**PASSAGE TO READ**
With increasing numbers of the public wary of a Kagan confirmation, the left is looking for every possible reason to trumpet her acceptability to conservatives.  While Kagan has, wisely, made friends on both sides of the aisle, no conservative thus far has gone so far as to claim she would be anything other than another solid liberal vote on the Court.  The latest attempt has been to use Justice Scalia, darling of the right, and his well-known personal fondness for Kagan as an endorsement for her confirmation.  But a closer look at his statements reveals that his statements are being stretched beyond their reach.

The Washington Post’s Greg Sargent has claimed that Kagan’s words of praise for liberal Israeli jurist Aharon Barak – calling him “my judicial hero” and “the judge who has best advanced democracy, human rights, the rule of law, and justice” were no more effusive than those of Justice Scalia himself.  But Scalia limited his praise to showing “a profound respect for the man, one that trumped their fundamental philosophical, legal, and constitutional disagreements.”  Obviously the praise is categorically different: Kagan praised Barak’s judicial accomplishments, achieved by methods Seventh Circuit Judge Posner described as “judicial hubris” and “creat[ing] out of whole cloth … a degree of judicial power undreamed of even by our most aggressive Supreme Court justices.”  Scalia did no more than offer respect for the man while differing with him on the issues.  Scalia does the same with his own colleagues.  He and Justice Ginsburg famously share a taste for opera, but only rarely are on the same side of a legal dispute.  His friendship with and respect for her personally would never be confused with an ideological endorsement.

**SET PROBLEM A**
Can you rewrite the Kagan commentary between "With increasing numbers" and "beyond their reach.", inclusive, with "darling of the right" replaced by "favorite of conservatives"?
**SET PROBLEM B**
Could you write the next part of the commentary on Kagan's confirmation, carrying on from its last sentence?
The items after this point are separate material, unrelated to the commentary on Kagan.

**DATA SHOWN**
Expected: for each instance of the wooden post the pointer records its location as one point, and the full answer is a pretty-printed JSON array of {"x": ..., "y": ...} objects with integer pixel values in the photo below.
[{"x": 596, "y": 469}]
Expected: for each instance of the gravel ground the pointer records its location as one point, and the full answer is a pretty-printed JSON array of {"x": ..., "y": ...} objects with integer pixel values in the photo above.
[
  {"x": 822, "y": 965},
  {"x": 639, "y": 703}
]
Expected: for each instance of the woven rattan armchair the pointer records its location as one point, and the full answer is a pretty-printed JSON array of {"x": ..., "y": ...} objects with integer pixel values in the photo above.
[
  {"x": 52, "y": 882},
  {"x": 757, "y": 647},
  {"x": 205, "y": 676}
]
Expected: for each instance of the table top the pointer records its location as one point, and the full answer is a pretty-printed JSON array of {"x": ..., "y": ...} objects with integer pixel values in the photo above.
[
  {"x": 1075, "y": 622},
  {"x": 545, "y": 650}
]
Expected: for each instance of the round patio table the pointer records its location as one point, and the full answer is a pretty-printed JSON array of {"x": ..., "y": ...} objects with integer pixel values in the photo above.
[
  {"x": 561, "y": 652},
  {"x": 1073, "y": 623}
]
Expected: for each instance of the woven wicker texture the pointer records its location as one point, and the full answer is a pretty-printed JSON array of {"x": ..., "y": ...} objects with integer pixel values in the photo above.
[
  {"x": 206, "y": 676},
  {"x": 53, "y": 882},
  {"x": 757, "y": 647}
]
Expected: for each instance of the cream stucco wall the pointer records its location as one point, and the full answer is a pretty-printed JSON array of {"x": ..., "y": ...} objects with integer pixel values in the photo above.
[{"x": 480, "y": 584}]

**RESPONSE A**
With increasing numbers of the public wary of a Kagan confirmation, the left is looking for every possible reason to trumpet her acceptability to conservatives.  While Kagan has, wisely, made friends on both sides of the aisle, no conservative thus far has gone so far as to claim she would be anything other than another solid liberal vote on the Court.  The latest attempt has been to use Justice Scalia, favorite of conservatives, and his well-known personal fondness for Kagan as an endorsement for her confirmation.  But a closer look at his statements reveals that his statements are being stretched beyond their reach.

**RESPONSE B**
In another twist of Scalia’s words, Jeff Jeffrey at the National Law Journal wrote that Scalia approved of the president’s selection of a non-judge for a seat on the Supreme Court.  But the reasons Scalia advocated appointing non-judges to judicial positions cut against Elena Kagan’s own confirmation.  Criticizing a European system where judges follow a separate career track from other lawyers, Scalia opined “Can you imagine the kinds of judges that creates? People who have never been in private practice are judges. People who have never sued the federal government are judges. People who have never been on the other side of a case are judges.”

While Scalia personally seems to approve of Kagan’s nomination, his reasons for preferring a non-judge highlight precisely the type of experience Kagan herself does not possess.  She spent a scant two years as a young law firm associate before entering academia, worked several years in policy positions in the administration, and has spent the last year as Solicitor General.  She has (virtually) “never been in private practice.”  She has “never sued the federal government.”  And, apart from a total of three years in her 22-year career, she has “never been on the other side of a case.”  Until last fall she had never argued more than a motion in open court, and she never had the experience of trying a case to judgment.  This is not to say that any of these is the sine qua non of experience necessary for a would-be judge.  But, as Ed Whelan put it, “Kagan’s record manages to replicate the primary supposed defect of the judicial monastery—isolation from the real-world lives of ordinary Americans—without conferring the manifold benefits of judicial experience.”

Kagan hosted a dinner at Harvard celebrating Scalia’s twenty-year anniversary on the high court, noting his accomplishment in promoting textualism and originalism, two approaches to the law that Kagan does not advocate.  It appears she and Scalia at least share this feature: they are happy to give a pat on the back to a personal friend, even while disagreeing vehemently on substantive legal issues.  Conservatives should take Scalia’s comments as just that: friendly support of an ideological opponent.  Hardly a ringing endorsement.